- _REQUEST_
Can you reproduce the data beneath, keeping every line exact?

- _Position identification records_
⟨
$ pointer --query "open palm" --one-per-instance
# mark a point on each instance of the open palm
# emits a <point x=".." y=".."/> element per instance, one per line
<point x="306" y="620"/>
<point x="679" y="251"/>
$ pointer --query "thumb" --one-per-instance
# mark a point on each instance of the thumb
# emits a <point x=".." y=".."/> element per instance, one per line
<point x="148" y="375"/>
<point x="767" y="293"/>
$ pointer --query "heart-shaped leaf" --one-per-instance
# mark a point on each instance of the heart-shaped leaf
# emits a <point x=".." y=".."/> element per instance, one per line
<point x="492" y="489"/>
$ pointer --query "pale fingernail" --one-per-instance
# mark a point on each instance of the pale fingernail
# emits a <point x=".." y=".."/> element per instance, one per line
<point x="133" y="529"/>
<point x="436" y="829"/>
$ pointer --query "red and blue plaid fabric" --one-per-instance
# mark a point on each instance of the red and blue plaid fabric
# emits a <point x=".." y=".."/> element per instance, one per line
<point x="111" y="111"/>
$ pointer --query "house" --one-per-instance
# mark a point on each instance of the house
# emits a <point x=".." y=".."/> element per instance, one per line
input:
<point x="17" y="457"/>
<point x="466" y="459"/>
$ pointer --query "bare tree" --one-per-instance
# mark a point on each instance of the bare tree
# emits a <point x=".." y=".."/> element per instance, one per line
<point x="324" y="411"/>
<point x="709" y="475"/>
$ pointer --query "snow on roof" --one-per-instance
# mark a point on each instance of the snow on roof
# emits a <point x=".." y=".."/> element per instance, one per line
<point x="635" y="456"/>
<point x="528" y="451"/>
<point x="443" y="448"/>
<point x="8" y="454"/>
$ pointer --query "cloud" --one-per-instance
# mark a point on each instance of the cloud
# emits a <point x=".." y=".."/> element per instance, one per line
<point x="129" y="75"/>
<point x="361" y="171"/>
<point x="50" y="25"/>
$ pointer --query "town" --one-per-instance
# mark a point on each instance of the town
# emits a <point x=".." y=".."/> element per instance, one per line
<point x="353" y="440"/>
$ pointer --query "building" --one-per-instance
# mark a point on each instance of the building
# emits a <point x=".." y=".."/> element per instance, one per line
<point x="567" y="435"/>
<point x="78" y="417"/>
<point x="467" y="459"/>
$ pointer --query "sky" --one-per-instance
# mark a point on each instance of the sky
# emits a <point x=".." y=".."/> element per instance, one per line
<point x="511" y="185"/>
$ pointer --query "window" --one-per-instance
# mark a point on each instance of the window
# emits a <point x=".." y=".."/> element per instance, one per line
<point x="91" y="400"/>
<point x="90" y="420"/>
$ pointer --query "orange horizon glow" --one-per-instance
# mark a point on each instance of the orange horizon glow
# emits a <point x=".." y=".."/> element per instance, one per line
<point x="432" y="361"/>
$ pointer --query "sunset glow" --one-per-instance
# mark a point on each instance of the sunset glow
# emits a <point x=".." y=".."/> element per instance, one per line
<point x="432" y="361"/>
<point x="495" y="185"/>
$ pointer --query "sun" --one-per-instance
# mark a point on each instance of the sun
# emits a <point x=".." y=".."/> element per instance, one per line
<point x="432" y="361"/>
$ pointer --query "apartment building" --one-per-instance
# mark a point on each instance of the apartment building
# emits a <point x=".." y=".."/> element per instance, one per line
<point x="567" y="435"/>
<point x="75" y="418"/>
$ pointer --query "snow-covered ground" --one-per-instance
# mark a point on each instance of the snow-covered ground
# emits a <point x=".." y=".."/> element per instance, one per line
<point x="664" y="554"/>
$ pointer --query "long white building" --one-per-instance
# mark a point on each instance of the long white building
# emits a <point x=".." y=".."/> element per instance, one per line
⟩
- _RESPONSE TO THE TASK_
$ pointer --query "open palm" --one-per-instance
# mark a point on each instance of the open palm
# emits a <point x=".." y=".."/> element per instance, one per line
<point x="306" y="620"/>
<point x="679" y="251"/>
$ pointer --query "thumb" --one-per-instance
# mark a point on each instance of the thumb
# emits a <point x=".." y=".."/> element per instance, one per line
<point x="148" y="375"/>
<point x="767" y="293"/>
$ pointer --query "heart-shaped leaf" --one-per-instance
# mark a point on each instance of the heart-shaped leaf
# emits a <point x=".." y=".."/> element per instance, one per line
<point x="492" y="489"/>
$ pointer --query "pale fingernail" --one-per-instance
# mark a point on each instance of the pale fingernail
# emits a <point x=".." y=".."/> element per instance, one per line
<point x="133" y="529"/>
<point x="436" y="829"/>
$ pointer --query "red and blue plaid fabric" --one-per-instance
# mark a point on each instance of the red and blue plaid fabric
# emits a <point x=".." y=".."/> element per instance, one per line
<point x="111" y="111"/>
$ pointer --query "house" --one-per-instance
# mark a point on each instance of the house
# emits a <point x=".." y=".."/> element per instance, one per line
input:
<point x="17" y="457"/>
<point x="466" y="459"/>
$ pointer --query "bare tree" --one-per-instance
# mark a point on each instance of the bare tree
# emits a <point x=".." y=".."/> element per instance, one per line
<point x="324" y="411"/>
<point x="709" y="475"/>
$ pointer --query "snow on roof" --one-per-instance
# mark a point on each instance of the snow on roof
# emits a <point x=".." y=".."/> element per instance, one per line
<point x="635" y="456"/>
<point x="528" y="451"/>
<point x="443" y="448"/>
<point x="8" y="454"/>
$ pointer --query "cloud" --one-per-instance
# mark a point on each instance of the cloud
# emits a <point x=".." y=".."/> element per instance, one per line
<point x="129" y="75"/>
<point x="361" y="171"/>
<point x="50" y="25"/>
$ pointer --query "town" --one-per-instance
# mark a point on each instance of the town
# emits a <point x=".." y=".."/> element per instance, one per line
<point x="353" y="440"/>
$ pointer --query "building" --one-per-instance
# mark a point on each instance of the building
# emits a <point x=".." y=".."/> element per instance, one per line
<point x="567" y="435"/>
<point x="78" y="417"/>
<point x="467" y="459"/>
$ pointer --query "sky" --one-per-instance
# mark a point on each instance of the sky
# emits a <point x=".." y=".."/> element per instance, one per line
<point x="511" y="185"/>
$ pointer --query "window" --one-per-instance
# mark a point on each instance of the window
# emits a <point x=".." y=".."/> element per instance, one per line
<point x="91" y="400"/>
<point x="90" y="420"/>
$ pointer --query "orange horizon glow" --one-per-instance
# mark a point on each instance of the orange horizon glow
# emits a <point x=".." y=".."/> element per instance, one per line
<point x="432" y="361"/>
$ pointer --query "sunset glow" --one-per-instance
# mark a point on each instance of the sunset glow
# emits a <point x=".." y=".."/> element per instance, one per line
<point x="432" y="361"/>
<point x="495" y="185"/>
$ pointer --query "sun" --one-per-instance
# mark a point on each instance of the sun
# emits a <point x=".." y=".."/> element per instance, one per line
<point x="432" y="361"/>
$ pointer --query "apartment building" --one-per-instance
# mark a point on each instance of the apartment building
# emits a <point x=".." y=".."/> element per instance, one per line
<point x="567" y="435"/>
<point x="75" y="418"/>
$ pointer --query "snow-covered ground" --one-per-instance
# mark a point on each instance of the snow-covered ground
# emits a <point x=".." y=".."/> element per instance, one per line
<point x="664" y="554"/>
$ pointer --query "long white building" --one-per-instance
# mark a point on each instance of the long white building
# emits a <point x=".." y=".."/> element per instance, one per line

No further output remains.